* _Requirement_: Reproduce the material below with every "dress shirt" changed to "button-down shirt" and all else left as it is.

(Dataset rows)
"""
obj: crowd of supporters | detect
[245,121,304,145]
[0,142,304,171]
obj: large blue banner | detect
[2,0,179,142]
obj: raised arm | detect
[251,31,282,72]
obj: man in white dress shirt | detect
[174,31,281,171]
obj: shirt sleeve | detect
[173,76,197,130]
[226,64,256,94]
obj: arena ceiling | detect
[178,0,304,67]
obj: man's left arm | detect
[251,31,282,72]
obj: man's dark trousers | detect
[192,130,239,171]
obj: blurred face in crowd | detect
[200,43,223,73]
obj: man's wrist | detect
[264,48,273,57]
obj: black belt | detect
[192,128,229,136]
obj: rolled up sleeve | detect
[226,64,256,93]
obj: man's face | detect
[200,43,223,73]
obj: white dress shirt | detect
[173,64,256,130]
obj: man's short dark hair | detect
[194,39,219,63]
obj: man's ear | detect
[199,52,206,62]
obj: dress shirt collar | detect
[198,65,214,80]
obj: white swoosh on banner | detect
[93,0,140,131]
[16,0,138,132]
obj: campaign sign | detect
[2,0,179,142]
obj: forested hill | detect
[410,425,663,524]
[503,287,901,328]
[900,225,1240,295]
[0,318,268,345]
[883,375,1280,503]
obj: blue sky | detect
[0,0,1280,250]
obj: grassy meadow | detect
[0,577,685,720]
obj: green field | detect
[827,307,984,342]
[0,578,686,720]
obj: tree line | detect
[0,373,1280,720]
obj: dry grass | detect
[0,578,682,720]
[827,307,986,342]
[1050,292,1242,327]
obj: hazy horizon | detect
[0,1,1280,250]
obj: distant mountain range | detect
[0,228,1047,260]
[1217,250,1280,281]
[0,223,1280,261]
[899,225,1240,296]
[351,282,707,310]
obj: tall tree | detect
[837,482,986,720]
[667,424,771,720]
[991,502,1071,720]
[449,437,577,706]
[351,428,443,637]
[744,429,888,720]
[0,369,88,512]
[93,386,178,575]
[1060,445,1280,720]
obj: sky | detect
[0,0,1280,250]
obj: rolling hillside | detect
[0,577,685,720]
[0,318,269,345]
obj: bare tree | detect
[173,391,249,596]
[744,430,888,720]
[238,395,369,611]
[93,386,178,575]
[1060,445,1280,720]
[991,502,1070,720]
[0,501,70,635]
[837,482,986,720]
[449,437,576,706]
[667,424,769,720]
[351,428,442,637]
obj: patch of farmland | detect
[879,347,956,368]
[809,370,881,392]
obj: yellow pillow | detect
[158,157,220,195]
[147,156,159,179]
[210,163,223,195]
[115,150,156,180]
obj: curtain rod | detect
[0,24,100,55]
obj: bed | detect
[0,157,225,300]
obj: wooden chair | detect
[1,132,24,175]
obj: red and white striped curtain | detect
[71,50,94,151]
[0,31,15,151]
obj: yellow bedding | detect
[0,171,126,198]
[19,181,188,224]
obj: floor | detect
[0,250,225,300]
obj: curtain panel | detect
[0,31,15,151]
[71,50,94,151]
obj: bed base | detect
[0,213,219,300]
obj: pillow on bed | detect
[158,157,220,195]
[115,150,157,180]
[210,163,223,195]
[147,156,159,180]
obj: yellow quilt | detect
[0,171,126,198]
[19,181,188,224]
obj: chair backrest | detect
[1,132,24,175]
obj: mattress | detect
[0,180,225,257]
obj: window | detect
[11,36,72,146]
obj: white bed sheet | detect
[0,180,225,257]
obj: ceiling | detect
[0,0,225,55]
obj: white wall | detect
"""
* _Solution to this exercise_:
obj: crowd of supporters | detect
[245,121,304,145]
[0,142,304,171]
obj: large blue banner | detect
[2,0,179,142]
obj: raised arm | detect
[251,31,282,72]
obj: man in white button-down shirt | detect
[174,31,281,171]
obj: shirt sleeve | detect
[173,76,197,130]
[226,64,256,94]
obj: arena ceiling | detect
[178,0,304,67]
obj: man's left arm | detect
[251,31,282,72]
obj: man's dark trousers | detect
[192,130,239,171]
obj: blurred face in crowd | detect
[200,43,223,73]
obj: man's wrist | detect
[264,48,273,57]
obj: black belt | detect
[192,128,229,136]
obj: rolled up sleeve | detect
[226,64,256,93]
obj: man's face | detect
[200,43,223,73]
obj: white button-down shirt | detect
[173,64,256,130]
obj: man's short dark hair | detect
[194,39,219,63]
obj: man's ear | detect
[199,52,206,62]
obj: button-down shirt collar | detect
[198,65,214,80]
obj: white swoosh on banner | detect
[93,0,140,131]
[16,0,138,132]
obj: campaign sign | detect
[2,0,179,142]
obj: forested hill | detect
[410,425,663,524]
[503,287,901,328]
[900,225,1240,295]
[0,318,268,345]
[883,375,1280,503]
obj: blue sky | detect
[0,0,1280,250]
obj: grassy meadow | detect
[0,577,685,720]
obj: green field | detect
[827,307,984,342]
[0,578,686,720]
obj: tree line | detect
[0,373,1280,720]
obj: dry grass | detect
[0,578,682,720]
[827,307,986,342]
[1050,292,1242,327]
obj: hazy horizon | detect
[0,1,1280,250]
obj: distant mountain range | detect
[0,228,1047,260]
[1217,250,1280,281]
[0,223,1280,261]
[899,225,1240,296]
[351,282,707,310]
obj: tall tree | detect
[837,482,986,720]
[667,424,771,720]
[991,502,1071,720]
[449,437,577,706]
[351,428,443,637]
[744,429,888,720]
[0,369,88,512]
[93,386,178,575]
[1060,445,1280,720]
obj: sky | detect
[0,0,1280,250]
obj: rolling hillside | detect
[0,577,685,720]
[0,318,269,345]
obj: bare tree | detect
[173,391,249,596]
[744,430,888,720]
[238,395,369,611]
[93,386,178,575]
[1060,445,1280,720]
[991,502,1070,720]
[0,501,70,635]
[837,482,986,720]
[449,437,576,706]
[667,424,769,720]
[351,428,442,637]
obj: patch of farmland | detect
[879,347,956,368]
[809,370,881,392]
obj: yellow pillow | detect
[158,157,220,195]
[147,156,159,179]
[210,163,223,195]
[115,150,156,180]
obj: curtain rod | detect
[0,24,100,55]
obj: bed | detect
[0,157,225,300]
obj: wooden chair | detect
[1,132,24,175]
obj: red and white striped curtain | detect
[71,50,94,151]
[0,31,15,151]
obj: yellow bedding | detect
[0,171,126,198]
[19,181,188,224]
obj: floor | detect
[0,250,225,300]
obj: curtain panel | detect
[0,31,15,151]
[71,50,94,151]
obj: bed base | detect
[0,213,219,300]
obj: pillow on bed | detect
[158,157,220,195]
[115,150,157,180]
[210,163,223,195]
[147,156,159,180]
obj: yellow quilt | detect
[0,171,126,198]
[19,181,188,224]
obj: chair backrest | detect
[1,132,24,175]
obj: mattress | detect
[0,180,225,257]
obj: window | detect
[11,36,72,146]
obj: white bed sheet | detect
[0,180,225,257]
obj: ceiling | detect
[0,0,225,55]
obj: white wall | detect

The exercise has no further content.